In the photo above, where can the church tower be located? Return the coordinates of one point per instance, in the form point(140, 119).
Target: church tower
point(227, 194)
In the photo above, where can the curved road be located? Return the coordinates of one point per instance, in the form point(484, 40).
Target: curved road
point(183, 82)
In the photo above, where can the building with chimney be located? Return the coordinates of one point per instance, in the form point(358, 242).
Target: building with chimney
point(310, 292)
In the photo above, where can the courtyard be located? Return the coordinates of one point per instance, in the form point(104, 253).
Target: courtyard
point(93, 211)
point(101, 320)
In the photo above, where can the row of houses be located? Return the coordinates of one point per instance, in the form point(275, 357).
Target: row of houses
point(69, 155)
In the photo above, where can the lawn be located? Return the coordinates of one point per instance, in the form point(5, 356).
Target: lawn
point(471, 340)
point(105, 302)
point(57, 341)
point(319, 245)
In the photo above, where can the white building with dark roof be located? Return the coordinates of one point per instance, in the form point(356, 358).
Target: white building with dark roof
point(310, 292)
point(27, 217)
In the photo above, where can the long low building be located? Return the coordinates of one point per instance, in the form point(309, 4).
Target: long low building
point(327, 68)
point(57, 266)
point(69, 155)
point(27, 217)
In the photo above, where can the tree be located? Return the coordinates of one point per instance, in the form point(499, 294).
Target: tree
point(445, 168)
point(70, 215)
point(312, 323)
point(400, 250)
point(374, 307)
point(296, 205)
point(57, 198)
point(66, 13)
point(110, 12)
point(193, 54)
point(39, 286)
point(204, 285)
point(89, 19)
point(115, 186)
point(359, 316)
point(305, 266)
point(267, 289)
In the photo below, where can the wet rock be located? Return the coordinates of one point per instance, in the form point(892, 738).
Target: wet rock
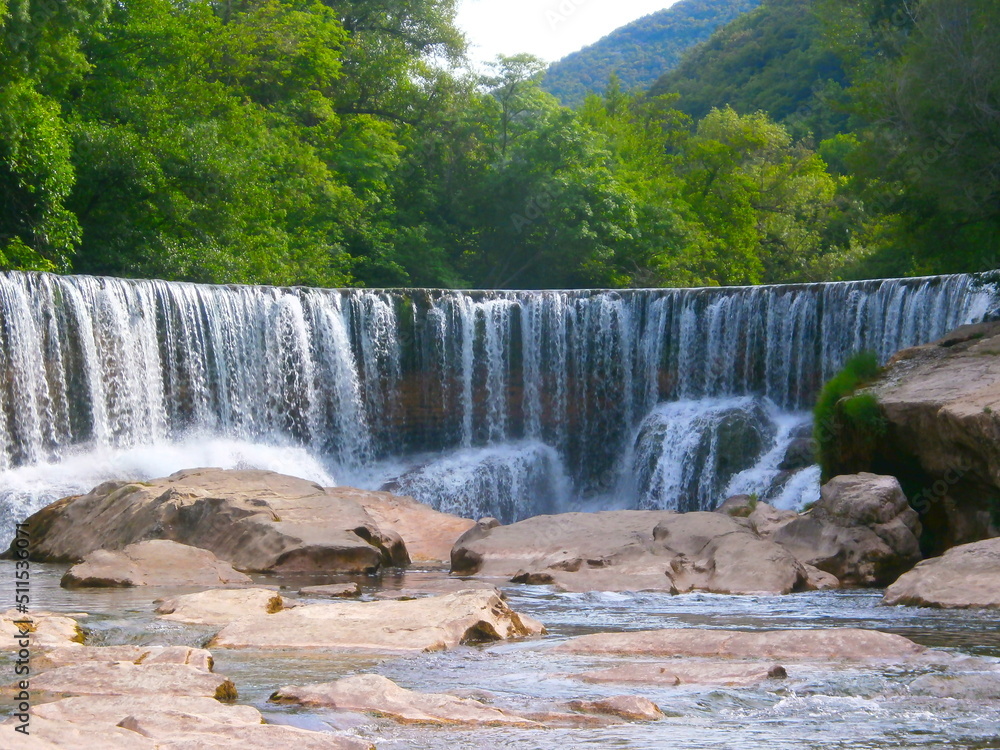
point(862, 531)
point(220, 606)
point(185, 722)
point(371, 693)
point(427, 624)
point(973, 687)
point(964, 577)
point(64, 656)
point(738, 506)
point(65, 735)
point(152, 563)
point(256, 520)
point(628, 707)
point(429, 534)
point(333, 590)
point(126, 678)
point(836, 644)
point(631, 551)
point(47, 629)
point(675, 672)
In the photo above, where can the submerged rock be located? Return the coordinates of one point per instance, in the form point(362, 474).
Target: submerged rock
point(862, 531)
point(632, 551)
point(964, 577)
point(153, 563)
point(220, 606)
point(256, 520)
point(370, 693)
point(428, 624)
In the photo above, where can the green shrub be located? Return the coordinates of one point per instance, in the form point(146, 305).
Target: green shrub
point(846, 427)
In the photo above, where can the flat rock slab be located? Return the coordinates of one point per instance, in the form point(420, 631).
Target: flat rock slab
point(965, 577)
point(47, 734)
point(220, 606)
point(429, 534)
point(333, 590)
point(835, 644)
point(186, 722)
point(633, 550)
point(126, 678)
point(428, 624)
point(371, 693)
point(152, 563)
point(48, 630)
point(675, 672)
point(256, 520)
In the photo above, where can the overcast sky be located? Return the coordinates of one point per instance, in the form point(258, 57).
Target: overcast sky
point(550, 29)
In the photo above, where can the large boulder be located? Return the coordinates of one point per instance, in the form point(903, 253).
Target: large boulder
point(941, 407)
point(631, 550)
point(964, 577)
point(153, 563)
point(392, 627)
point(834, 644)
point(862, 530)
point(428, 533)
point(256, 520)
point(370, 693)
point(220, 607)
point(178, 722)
--
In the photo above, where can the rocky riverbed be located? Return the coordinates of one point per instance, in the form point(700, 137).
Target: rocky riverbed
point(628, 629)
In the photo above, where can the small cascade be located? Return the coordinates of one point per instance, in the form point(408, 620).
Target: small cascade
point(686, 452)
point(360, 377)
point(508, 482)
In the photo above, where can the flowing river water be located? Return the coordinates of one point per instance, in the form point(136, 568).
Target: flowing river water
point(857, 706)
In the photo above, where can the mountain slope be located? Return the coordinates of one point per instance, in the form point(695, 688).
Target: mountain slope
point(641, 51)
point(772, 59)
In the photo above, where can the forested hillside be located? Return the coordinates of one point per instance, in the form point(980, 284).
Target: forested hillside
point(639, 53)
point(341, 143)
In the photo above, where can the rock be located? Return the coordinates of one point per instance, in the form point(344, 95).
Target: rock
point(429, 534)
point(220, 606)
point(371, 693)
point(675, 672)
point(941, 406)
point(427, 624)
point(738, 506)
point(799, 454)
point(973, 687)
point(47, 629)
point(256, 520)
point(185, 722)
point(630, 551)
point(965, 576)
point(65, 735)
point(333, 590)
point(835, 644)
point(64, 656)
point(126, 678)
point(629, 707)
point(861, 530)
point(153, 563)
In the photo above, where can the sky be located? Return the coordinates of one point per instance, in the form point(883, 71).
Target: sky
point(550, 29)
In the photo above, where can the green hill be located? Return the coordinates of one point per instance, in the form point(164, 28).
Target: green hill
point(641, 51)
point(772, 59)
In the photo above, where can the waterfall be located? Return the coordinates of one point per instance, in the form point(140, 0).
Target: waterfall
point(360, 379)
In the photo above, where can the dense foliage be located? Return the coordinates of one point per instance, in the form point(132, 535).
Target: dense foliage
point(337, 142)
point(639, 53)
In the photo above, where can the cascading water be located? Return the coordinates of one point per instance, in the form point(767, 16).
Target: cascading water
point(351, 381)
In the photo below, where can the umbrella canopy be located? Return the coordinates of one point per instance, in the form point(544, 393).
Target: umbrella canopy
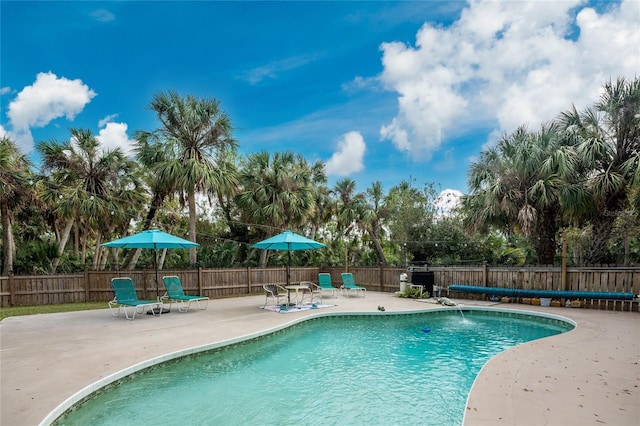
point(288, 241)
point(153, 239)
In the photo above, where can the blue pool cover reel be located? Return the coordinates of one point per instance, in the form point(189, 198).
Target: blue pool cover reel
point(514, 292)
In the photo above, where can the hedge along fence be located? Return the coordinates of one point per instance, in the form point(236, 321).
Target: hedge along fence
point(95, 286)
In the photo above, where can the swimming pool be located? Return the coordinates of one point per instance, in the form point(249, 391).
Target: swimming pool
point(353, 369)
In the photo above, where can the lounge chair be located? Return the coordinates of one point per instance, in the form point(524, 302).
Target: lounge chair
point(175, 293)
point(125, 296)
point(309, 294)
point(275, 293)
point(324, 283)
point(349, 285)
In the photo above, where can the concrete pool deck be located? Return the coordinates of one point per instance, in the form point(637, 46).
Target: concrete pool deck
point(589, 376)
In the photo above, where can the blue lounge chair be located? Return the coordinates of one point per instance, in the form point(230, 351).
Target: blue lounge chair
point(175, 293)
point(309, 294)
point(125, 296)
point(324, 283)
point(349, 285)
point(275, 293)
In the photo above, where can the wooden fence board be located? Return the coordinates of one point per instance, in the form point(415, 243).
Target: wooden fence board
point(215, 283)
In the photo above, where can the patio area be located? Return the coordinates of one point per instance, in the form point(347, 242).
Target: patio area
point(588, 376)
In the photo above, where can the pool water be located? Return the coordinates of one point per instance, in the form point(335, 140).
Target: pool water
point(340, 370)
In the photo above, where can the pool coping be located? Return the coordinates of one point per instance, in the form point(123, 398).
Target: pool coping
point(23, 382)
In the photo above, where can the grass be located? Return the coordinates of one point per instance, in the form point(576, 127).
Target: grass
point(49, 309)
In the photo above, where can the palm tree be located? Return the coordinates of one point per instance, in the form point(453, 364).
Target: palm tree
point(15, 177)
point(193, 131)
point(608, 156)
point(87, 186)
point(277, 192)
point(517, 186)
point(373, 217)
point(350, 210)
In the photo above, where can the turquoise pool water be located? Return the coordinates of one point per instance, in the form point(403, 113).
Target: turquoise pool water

- _Stated problem_: Put the data from the line containing "In the photo above, where can the patio" through the line containing "point(49, 309)", both included, into a JSON list of strings, one string per line. Leave out any blank lines.

- _Response_:
[
  "In the photo above, where can the patio area be located? Return the coordinates of one point per instance, in the form point(347, 242).",
  "Target: patio area",
  "point(588, 376)",
  "In the photo above, where can the pool water be located? Return the coordinates of one point per instance, in the form point(335, 140).",
  "Target: pool water",
  "point(340, 370)",
  "In the photo above, where can the pool coping be located? Return the coordinates of one point per instance, in the form point(123, 398).",
  "Target: pool coping",
  "point(23, 382)",
  "In the photo above, where can the grass be located? Return the coordinates of one point per instance, in the form point(576, 127).",
  "Target: grass",
  "point(49, 309)"
]